**** Dataset records

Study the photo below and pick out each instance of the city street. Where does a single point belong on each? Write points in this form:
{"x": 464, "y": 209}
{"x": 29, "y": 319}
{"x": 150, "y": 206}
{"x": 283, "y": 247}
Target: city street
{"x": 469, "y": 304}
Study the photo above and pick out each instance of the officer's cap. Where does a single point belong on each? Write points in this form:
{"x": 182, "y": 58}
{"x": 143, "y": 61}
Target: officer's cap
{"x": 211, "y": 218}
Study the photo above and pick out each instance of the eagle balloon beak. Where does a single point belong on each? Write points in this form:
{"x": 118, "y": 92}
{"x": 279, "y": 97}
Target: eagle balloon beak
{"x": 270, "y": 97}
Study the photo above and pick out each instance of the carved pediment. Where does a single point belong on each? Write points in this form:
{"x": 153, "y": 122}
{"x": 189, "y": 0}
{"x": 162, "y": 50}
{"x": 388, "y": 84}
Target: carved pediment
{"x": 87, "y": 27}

********

Task directions →
Copy out every line of the data that includes "single".

Response for this exercise →
Study the photo below and pick out each instance of the city street. Where does a single point belong on each? Write points in this form:
Study the photo above and pick out each instance of the officer's cap. Where does a single point belong on each? Write points in this form:
Study the photo above and pick out each instance of the eagle balloon beak. Where does a single point belong on each? Write points in this form:
Study the photo above and pick out each instance of the carved pediment. Where does a single point belong on each? Write points in this form:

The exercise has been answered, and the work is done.